* Objective *
List every line below that contains the word "wall", copying each such line in full.

⟨

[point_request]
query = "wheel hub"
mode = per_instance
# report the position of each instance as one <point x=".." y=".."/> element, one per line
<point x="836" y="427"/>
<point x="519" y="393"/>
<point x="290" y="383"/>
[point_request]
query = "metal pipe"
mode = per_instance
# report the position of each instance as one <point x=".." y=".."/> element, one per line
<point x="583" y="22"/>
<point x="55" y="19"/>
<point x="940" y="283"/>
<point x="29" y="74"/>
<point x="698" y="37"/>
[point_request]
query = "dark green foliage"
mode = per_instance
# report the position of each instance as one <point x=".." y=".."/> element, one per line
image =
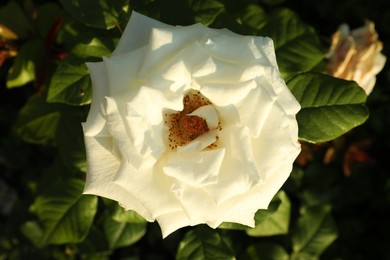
<point x="335" y="205"/>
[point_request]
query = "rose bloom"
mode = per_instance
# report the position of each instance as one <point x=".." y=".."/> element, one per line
<point x="356" y="55"/>
<point x="189" y="125"/>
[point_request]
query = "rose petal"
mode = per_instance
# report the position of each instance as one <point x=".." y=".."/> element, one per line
<point x="238" y="171"/>
<point x="200" y="143"/>
<point x="95" y="123"/>
<point x="195" y="168"/>
<point x="102" y="167"/>
<point x="150" y="187"/>
<point x="136" y="33"/>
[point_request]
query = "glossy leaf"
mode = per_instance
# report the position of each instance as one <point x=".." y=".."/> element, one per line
<point x="206" y="11"/>
<point x="273" y="222"/>
<point x="203" y="243"/>
<point x="33" y="231"/>
<point x="266" y="251"/>
<point x="314" y="232"/>
<point x="65" y="213"/>
<point x="71" y="83"/>
<point x="102" y="14"/>
<point x="297" y="46"/>
<point x="330" y="107"/>
<point x="37" y="121"/>
<point x="12" y="16"/>
<point x="254" y="17"/>
<point x="23" y="68"/>
<point x="120" y="234"/>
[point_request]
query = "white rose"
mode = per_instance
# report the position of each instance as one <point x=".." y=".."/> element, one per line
<point x="356" y="55"/>
<point x="220" y="156"/>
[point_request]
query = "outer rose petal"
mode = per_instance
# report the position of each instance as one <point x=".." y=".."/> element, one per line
<point x="225" y="174"/>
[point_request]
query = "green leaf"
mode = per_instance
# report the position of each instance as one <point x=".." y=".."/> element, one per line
<point x="203" y="243"/>
<point x="130" y="216"/>
<point x="65" y="213"/>
<point x="23" y="68"/>
<point x="37" y="121"/>
<point x="12" y="16"/>
<point x="254" y="17"/>
<point x="330" y="106"/>
<point x="46" y="17"/>
<point x="314" y="232"/>
<point x="297" y="46"/>
<point x="273" y="222"/>
<point x="100" y="14"/>
<point x="94" y="244"/>
<point x="206" y="11"/>
<point x="71" y="83"/>
<point x="120" y="234"/>
<point x="272" y="2"/>
<point x="266" y="251"/>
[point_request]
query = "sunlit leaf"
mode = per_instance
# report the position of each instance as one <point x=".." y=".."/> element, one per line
<point x="274" y="221"/>
<point x="203" y="243"/>
<point x="23" y="68"/>
<point x="254" y="17"/>
<point x="101" y="14"/>
<point x="297" y="46"/>
<point x="330" y="106"/>
<point x="33" y="232"/>
<point x="314" y="232"/>
<point x="71" y="83"/>
<point x="65" y="213"/>
<point x="130" y="216"/>
<point x="120" y="234"/>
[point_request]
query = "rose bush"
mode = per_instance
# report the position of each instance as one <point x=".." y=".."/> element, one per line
<point x="356" y="55"/>
<point x="189" y="125"/>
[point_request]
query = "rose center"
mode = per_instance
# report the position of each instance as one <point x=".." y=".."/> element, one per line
<point x="192" y="126"/>
<point x="198" y="117"/>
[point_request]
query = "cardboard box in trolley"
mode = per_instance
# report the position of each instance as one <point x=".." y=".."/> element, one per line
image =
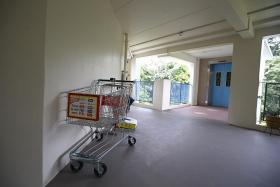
<point x="128" y="123"/>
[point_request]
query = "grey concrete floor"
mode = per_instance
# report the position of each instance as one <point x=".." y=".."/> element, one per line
<point x="178" y="148"/>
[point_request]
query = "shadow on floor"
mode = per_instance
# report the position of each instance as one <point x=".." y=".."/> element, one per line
<point x="182" y="147"/>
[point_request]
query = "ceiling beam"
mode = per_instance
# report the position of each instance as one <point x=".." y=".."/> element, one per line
<point x="235" y="12"/>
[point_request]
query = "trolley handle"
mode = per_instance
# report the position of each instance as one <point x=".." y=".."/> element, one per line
<point x="114" y="80"/>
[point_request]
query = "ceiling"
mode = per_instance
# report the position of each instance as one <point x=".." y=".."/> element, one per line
<point x="153" y="24"/>
<point x="211" y="52"/>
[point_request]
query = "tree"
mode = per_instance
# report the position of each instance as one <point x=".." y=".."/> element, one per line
<point x="273" y="43"/>
<point x="173" y="71"/>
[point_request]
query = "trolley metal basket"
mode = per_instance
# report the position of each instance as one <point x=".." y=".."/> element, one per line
<point x="100" y="107"/>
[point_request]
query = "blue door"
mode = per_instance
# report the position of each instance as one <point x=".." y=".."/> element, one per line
<point x="220" y="82"/>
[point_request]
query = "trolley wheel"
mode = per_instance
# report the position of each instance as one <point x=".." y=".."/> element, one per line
<point x="131" y="140"/>
<point x="99" y="136"/>
<point x="100" y="170"/>
<point x="76" y="166"/>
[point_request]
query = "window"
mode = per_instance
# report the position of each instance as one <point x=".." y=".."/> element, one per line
<point x="218" y="78"/>
<point x="228" y="79"/>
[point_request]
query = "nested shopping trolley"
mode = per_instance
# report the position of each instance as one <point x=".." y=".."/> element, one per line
<point x="101" y="107"/>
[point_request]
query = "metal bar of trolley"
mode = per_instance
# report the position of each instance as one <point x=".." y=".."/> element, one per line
<point x="110" y="97"/>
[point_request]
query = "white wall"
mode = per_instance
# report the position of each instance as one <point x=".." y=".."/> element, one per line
<point x="245" y="73"/>
<point x="83" y="43"/>
<point x="22" y="28"/>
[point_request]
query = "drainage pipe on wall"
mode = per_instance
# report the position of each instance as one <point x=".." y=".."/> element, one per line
<point x="124" y="71"/>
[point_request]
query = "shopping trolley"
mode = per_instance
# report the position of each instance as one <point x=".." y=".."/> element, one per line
<point x="100" y="107"/>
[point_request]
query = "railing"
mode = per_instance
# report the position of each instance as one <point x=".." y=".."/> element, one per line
<point x="179" y="93"/>
<point x="270" y="100"/>
<point x="144" y="91"/>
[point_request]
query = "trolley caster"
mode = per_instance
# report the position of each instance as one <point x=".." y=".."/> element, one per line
<point x="99" y="136"/>
<point x="76" y="166"/>
<point x="100" y="170"/>
<point x="131" y="140"/>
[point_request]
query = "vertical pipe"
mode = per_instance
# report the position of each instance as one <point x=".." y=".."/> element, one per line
<point x="265" y="97"/>
<point x="124" y="72"/>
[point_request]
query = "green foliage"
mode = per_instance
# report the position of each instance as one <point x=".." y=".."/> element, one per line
<point x="273" y="43"/>
<point x="272" y="70"/>
<point x="272" y="75"/>
<point x="173" y="71"/>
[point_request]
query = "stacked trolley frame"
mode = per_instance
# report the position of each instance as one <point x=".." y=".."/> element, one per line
<point x="101" y="107"/>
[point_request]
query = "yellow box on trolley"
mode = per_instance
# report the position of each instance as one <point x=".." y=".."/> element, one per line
<point x="128" y="123"/>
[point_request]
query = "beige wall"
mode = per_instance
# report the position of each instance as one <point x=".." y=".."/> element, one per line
<point x="83" y="43"/>
<point x="204" y="78"/>
<point x="22" y="29"/>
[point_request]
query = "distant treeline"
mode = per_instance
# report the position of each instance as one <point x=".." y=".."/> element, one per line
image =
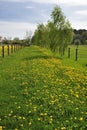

⟩

* Full output *
query = "white wall"
query = "drainage pipe on wall"
query = "beige wall"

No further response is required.